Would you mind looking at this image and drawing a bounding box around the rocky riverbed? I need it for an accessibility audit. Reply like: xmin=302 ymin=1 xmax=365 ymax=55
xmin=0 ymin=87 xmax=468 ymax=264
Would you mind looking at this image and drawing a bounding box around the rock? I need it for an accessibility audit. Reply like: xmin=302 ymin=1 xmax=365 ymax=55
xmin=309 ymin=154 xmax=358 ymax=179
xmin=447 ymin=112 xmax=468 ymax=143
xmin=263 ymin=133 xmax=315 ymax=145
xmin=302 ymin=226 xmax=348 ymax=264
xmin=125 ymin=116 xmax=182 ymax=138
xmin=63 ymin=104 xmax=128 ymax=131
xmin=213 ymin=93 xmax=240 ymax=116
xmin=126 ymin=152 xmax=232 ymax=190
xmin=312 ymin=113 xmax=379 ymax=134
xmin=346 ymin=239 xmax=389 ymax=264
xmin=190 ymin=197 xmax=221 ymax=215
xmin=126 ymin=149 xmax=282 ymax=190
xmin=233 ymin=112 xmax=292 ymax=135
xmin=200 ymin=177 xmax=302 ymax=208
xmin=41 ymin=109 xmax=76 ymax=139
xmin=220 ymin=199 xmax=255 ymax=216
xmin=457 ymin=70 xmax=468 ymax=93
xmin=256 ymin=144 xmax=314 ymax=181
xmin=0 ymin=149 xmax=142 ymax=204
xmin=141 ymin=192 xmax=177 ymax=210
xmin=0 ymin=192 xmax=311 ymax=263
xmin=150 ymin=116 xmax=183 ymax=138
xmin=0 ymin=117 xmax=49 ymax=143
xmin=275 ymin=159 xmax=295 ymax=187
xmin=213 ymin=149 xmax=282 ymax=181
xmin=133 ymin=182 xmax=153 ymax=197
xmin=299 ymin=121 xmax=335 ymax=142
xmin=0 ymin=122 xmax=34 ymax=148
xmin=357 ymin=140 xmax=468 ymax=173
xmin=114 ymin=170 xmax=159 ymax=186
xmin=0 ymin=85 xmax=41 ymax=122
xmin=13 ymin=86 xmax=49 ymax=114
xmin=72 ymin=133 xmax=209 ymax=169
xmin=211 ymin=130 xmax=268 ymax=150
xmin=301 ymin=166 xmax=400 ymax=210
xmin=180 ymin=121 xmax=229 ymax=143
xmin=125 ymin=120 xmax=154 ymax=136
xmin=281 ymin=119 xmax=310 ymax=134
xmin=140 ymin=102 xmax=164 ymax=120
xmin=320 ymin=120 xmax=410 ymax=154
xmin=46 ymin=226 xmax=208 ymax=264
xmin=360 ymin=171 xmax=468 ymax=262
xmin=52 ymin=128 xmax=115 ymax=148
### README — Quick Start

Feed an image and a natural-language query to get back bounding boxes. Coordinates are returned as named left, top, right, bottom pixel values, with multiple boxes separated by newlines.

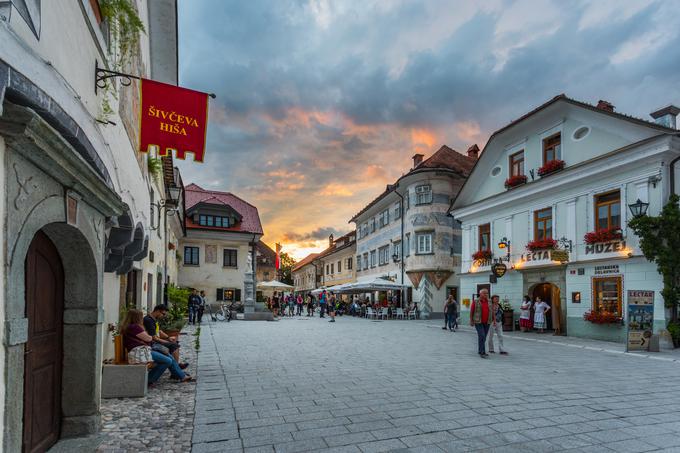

» WHAT THE TASK ASKS
Please quote all of the entries above word for word, but leave out the pictures.

» OUTPUT FOR THIS EXERCISE
Would you mind looking at this image and drawing a bounding box around the rocky riverbed? I need it for an accessibility audit. Reply like: xmin=302 ymin=1 xmax=365 ymax=55
xmin=0 ymin=87 xmax=468 ymax=264
Would you mind looking at this image and drawing a bounding box around the rock? I need it for an accessibility audit. Reply like: xmin=302 ymin=1 xmax=365 ymax=55
xmin=309 ymin=154 xmax=358 ymax=179
xmin=447 ymin=112 xmax=468 ymax=143
xmin=263 ymin=133 xmax=315 ymax=145
xmin=302 ymin=226 xmax=348 ymax=264
xmin=125 ymin=116 xmax=182 ymax=138
xmin=63 ymin=104 xmax=128 ymax=131
xmin=213 ymin=93 xmax=240 ymax=116
xmin=126 ymin=152 xmax=232 ymax=190
xmin=312 ymin=113 xmax=379 ymax=134
xmin=346 ymin=239 xmax=389 ymax=264
xmin=190 ymin=197 xmax=221 ymax=215
xmin=126 ymin=149 xmax=282 ymax=190
xmin=233 ymin=112 xmax=292 ymax=135
xmin=200 ymin=177 xmax=302 ymax=208
xmin=41 ymin=109 xmax=76 ymax=139
xmin=220 ymin=199 xmax=255 ymax=216
xmin=457 ymin=70 xmax=468 ymax=93
xmin=256 ymin=144 xmax=314 ymax=181
xmin=0 ymin=149 xmax=142 ymax=204
xmin=141 ymin=192 xmax=177 ymax=210
xmin=0 ymin=192 xmax=311 ymax=263
xmin=150 ymin=116 xmax=183 ymax=138
xmin=0 ymin=117 xmax=49 ymax=143
xmin=275 ymin=159 xmax=295 ymax=187
xmin=213 ymin=149 xmax=282 ymax=181
xmin=133 ymin=182 xmax=153 ymax=197
xmin=299 ymin=121 xmax=335 ymax=142
xmin=0 ymin=122 xmax=34 ymax=148
xmin=357 ymin=140 xmax=468 ymax=173
xmin=114 ymin=170 xmax=159 ymax=186
xmin=0 ymin=85 xmax=41 ymax=122
xmin=13 ymin=86 xmax=49 ymax=114
xmin=72 ymin=133 xmax=209 ymax=169
xmin=211 ymin=130 xmax=268 ymax=150
xmin=301 ymin=166 xmax=400 ymax=210
xmin=180 ymin=121 xmax=229 ymax=143
xmin=125 ymin=120 xmax=154 ymax=136
xmin=281 ymin=119 xmax=310 ymax=134
xmin=140 ymin=102 xmax=164 ymax=120
xmin=320 ymin=120 xmax=410 ymax=154
xmin=46 ymin=226 xmax=208 ymax=264
xmin=360 ymin=171 xmax=468 ymax=262
xmin=52 ymin=128 xmax=115 ymax=148
### README — Quick Start

Feed an image and a natural-language query to get back bounding boxes. Coordinates are returned as named left, top, right, bottom pixel values, with multiple boxes separated by newlines.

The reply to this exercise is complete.